> **TASK STATEMENT**: If a line in the listing includes the word "coordinates", copy it out.
::: AVAILABLE DATA
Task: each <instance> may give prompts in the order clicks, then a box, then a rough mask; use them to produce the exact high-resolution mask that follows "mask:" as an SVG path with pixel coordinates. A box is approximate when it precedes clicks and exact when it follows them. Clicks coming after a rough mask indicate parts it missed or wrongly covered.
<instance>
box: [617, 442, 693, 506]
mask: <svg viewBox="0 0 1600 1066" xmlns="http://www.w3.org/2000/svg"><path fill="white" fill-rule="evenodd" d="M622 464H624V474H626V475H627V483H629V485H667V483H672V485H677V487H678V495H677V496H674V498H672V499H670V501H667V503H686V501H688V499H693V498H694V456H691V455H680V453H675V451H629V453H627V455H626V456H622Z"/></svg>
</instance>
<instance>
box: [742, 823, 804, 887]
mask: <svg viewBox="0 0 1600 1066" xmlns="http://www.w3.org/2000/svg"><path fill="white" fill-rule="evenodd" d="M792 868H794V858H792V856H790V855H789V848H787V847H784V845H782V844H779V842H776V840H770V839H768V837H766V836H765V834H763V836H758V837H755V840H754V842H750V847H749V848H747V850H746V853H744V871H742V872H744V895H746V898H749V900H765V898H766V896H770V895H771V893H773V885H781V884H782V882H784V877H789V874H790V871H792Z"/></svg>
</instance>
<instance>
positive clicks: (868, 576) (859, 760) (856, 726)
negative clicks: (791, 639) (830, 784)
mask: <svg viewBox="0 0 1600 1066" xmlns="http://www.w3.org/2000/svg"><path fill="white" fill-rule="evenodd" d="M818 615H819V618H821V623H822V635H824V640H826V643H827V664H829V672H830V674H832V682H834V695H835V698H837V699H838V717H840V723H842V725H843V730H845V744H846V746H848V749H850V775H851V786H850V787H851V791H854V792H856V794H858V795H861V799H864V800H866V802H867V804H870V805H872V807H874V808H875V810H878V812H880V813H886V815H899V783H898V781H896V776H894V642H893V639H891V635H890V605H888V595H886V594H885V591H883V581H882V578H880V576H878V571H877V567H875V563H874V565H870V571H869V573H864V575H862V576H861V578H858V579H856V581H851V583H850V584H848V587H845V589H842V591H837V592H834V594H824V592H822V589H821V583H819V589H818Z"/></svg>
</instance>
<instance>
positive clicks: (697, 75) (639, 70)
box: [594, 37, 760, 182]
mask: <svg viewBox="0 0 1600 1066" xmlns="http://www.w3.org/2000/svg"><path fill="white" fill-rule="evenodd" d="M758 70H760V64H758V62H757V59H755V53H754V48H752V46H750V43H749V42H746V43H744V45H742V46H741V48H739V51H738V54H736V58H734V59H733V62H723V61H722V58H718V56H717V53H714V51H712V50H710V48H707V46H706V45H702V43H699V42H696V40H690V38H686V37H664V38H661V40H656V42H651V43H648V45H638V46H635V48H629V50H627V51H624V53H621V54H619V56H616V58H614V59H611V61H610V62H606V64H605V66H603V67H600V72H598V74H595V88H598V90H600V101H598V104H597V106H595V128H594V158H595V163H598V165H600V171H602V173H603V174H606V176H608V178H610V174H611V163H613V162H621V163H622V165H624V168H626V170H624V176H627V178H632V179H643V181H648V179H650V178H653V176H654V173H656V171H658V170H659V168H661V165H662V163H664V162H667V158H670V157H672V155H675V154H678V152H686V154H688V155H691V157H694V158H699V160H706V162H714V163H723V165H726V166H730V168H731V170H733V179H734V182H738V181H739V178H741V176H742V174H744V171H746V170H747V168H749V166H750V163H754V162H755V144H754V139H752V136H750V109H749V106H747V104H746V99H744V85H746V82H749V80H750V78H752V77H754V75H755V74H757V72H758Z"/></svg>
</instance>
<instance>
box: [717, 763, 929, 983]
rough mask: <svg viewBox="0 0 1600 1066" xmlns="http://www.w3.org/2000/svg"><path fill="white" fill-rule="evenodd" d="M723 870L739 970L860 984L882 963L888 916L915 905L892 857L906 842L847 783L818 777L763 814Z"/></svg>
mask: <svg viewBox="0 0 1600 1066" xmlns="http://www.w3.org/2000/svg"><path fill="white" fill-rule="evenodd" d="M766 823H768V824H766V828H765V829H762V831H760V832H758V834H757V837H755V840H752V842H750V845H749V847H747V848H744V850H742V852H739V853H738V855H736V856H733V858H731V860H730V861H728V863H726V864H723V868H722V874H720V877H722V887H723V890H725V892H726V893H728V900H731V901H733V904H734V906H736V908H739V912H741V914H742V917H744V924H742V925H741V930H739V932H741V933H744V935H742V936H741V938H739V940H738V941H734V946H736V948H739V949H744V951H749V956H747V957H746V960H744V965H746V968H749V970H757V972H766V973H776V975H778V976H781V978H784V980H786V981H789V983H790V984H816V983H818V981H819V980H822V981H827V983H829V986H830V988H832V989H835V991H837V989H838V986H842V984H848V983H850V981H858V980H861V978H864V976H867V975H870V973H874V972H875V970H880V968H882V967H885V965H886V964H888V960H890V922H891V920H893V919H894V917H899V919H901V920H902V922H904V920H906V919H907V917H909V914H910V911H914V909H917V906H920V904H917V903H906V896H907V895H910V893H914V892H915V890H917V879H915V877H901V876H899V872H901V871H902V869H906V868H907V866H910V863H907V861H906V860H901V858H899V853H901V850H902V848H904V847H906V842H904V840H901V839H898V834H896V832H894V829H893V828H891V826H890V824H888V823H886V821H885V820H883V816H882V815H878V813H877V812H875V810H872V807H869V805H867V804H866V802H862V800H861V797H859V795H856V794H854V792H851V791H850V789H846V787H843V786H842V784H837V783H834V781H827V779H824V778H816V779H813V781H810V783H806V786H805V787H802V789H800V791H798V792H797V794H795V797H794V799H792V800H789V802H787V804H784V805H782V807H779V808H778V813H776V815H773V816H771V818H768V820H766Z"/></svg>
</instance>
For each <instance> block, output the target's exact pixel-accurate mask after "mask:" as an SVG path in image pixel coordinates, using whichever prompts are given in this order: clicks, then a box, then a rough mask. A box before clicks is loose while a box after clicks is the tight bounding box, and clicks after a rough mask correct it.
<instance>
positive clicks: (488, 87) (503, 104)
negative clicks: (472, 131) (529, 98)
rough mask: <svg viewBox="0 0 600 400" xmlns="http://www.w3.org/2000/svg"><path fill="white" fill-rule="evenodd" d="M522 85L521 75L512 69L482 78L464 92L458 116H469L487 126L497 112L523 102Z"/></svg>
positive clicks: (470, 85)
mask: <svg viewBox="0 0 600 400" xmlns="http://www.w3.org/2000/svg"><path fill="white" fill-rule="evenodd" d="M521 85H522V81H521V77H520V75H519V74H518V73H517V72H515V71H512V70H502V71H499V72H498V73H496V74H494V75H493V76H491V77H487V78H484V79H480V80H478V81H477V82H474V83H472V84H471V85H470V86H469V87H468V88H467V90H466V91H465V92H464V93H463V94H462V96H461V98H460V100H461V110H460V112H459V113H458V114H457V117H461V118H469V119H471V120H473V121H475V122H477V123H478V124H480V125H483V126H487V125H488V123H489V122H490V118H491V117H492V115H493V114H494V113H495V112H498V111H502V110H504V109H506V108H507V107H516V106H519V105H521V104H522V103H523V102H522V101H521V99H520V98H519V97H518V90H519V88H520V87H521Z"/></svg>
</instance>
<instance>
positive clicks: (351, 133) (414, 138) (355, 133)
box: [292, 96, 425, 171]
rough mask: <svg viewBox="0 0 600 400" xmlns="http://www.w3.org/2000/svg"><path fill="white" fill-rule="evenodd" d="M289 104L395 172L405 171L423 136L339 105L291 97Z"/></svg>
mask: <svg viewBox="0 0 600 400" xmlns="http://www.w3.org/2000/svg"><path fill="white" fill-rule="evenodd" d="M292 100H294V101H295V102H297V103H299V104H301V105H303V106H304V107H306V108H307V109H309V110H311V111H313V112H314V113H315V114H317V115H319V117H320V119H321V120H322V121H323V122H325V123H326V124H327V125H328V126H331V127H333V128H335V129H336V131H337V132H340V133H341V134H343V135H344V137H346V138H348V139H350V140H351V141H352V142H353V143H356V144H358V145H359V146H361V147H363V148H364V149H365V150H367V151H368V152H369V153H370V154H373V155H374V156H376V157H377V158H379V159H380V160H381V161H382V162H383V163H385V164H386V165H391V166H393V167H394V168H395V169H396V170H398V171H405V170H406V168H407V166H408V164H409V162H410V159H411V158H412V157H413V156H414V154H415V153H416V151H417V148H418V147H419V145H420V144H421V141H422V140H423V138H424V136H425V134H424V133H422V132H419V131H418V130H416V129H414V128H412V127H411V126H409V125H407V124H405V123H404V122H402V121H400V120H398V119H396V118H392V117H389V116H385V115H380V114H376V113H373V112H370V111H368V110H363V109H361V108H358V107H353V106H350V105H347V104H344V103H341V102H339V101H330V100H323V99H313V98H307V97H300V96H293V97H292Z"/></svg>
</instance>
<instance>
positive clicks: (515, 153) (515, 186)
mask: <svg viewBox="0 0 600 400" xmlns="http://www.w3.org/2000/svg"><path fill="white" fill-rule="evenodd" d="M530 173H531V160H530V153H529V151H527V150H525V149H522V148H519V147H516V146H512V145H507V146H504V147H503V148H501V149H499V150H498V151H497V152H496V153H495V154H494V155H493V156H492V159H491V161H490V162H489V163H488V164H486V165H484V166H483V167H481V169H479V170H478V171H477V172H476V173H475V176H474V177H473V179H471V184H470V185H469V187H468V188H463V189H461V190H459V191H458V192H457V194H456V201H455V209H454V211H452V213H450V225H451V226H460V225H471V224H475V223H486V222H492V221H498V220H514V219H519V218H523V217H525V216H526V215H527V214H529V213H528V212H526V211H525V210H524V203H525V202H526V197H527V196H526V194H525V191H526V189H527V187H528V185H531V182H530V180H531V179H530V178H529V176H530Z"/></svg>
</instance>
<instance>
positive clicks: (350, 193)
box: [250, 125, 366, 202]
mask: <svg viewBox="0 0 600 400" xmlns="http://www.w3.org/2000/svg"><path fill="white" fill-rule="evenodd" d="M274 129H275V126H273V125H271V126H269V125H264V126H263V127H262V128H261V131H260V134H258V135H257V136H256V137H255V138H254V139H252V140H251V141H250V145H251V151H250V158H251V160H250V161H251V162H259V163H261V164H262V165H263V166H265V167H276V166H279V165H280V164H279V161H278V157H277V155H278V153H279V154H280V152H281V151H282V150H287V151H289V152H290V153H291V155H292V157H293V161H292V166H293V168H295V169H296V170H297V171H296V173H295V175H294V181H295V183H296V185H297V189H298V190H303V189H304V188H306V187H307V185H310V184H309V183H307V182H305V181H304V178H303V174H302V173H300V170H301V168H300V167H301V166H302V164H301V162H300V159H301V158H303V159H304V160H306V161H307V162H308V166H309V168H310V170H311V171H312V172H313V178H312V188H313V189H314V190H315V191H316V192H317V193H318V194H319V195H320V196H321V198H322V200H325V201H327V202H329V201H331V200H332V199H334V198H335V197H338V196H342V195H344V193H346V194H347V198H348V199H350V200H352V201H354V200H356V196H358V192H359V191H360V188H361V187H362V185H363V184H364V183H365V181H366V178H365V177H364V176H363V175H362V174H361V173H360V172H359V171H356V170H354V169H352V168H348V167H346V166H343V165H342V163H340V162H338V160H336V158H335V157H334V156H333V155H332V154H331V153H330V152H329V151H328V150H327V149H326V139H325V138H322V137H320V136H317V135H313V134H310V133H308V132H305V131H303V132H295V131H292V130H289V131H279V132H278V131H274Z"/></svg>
::::::
> **OUTPUT OF THE TASK**:
Task: each <instance> may give prompts in the order clicks, then a box, then a rough mask; use them to produce the exact high-resolution mask that follows "mask:" as an SVG path with pixel coordinates. A box is approximate when it precedes clicks and exact when it follows them. Clicks coming after a rough mask indicate parts it missed or wrongly covered.
For each <instance> block, output the target's exact pixel-accurate mask after "mask:" as an SVG path in image pixel coordinates, using whichever prompts are given in this order: clicks, then a box, then a rough mask. A box before clicks is loose while a box after clicks is the tight bounding box, and clicks after a rough mask correct it.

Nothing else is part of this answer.